## begin Quoted passage

The threat of a major outage is significant enough to give any IT professional sleepless nights, but this is compounded by the risk of legal action. “An IT outage that leads to service disruption might constitute a breach of service level agreements, which could result in penalties, refunds or other compensatory measures,” says Shane Maher, managing director of managed services provider Intelliworx.
“In addition, businesses in certain industries – such as professional services, healthcare or other sensitive sectors like payments processing – will have strict security standards that must be adhered to. An IT outage affecting compliance with these standards can again result in major fines and penalties.” Additional risks come from regulations such as GDPR, where organisations must meet strict guidelines around how they respond to a breach.
The reality is that, in the case of technology suppliers such as Microsoft and other large providers, organisations have relatively little control over the implementation of updates, says James Watts, managing director at Databarracks. But that doesn’t mean there’s nothing businesses can do in such situations, or lessons they can learn.
“You need to know how your organisation can continue to operate if an IT service or application fails,” he says. “In the case of systems outside your control, that will often mean manual workarounds to maintain operations.
“With many software-as-a-service products, you can take a backup of your data which serves your governance risk and compliance purposes, but you can’t run that application anywhere else. Practically, you are waiting for the supplier to bring the service back online. For cloud services at the information-as-a-service level, you have the control to build in as much resilience as you are willing to pay for. It’s a balance of cost and risk, so you chose your solution based on uptime requirements and risk appetite.”

## end Quoted passage
## begin Data section

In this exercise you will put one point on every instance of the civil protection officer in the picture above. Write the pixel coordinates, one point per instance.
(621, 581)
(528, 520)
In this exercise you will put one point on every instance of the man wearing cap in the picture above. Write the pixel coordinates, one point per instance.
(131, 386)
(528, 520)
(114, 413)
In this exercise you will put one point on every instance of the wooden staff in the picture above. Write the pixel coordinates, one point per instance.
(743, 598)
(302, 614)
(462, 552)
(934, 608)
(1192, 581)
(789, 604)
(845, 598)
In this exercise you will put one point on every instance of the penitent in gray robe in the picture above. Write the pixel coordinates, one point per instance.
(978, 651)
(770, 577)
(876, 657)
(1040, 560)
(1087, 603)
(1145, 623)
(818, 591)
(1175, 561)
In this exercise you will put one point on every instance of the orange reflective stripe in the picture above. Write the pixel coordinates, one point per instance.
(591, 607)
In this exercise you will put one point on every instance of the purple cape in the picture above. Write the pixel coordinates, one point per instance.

## end Data section

Directions for this task: Continue the passage on IT outages and their legal risks from the point where it stops, after the items.

Expected answer:
Not the same across the board
With other updates, though, organisations have more options. “By architecting a system correctly, you can significantly reduce the risk posed by relying on services that are outsourced, or out of your control,” says Tony Hasek, CEO and co-founder of physical network isolation cyber company Goldilock. “Network segmentation, for example, is a crucial layer of protection that IT teams can implement to ensure updates or changes made by external providers are ‘accepted’ internally before being rolled out.”
An example would be an airport that uses edge devices with a user port and a separate admin port, which is used to update systems and applications. “Any updates through the admin port will be stopped and subject to internal review before being rolled out,” he says. “This prevents forced updates from external service providers.”
Adopting a staggered approach to software and configuration updates is another option. “Updates are sent first to a small pool of devices and the effects observed via telemetry,” explains James Kretchmar, SVP and chief technology officer at Akamai. “Updates then proceed to wider stages of deployment only when it’s clear the effects have been positive. Keeping small problems from becoming big problems is the name of the game.” But a recent survey – ironically by CrowdStrike – suggests that only 54 per cent of organisations review major updates to software applications.
What can we learn from the CrowdStrike incident?
There are other lessons organisations can learn from the CrowdStrike incident, particularly around how they respond to any kind of outage. “Treat the risk of failure as a ‘when’ not an ‘if’ problem,” advises Dafydd Vaughan, chief technology officer at Public Digital and co-founder of the UK Government Digital Service. “This means thinking about how you can quickly restore or recover services that are affected, and how you can minimise the disruption while that recovery happens.”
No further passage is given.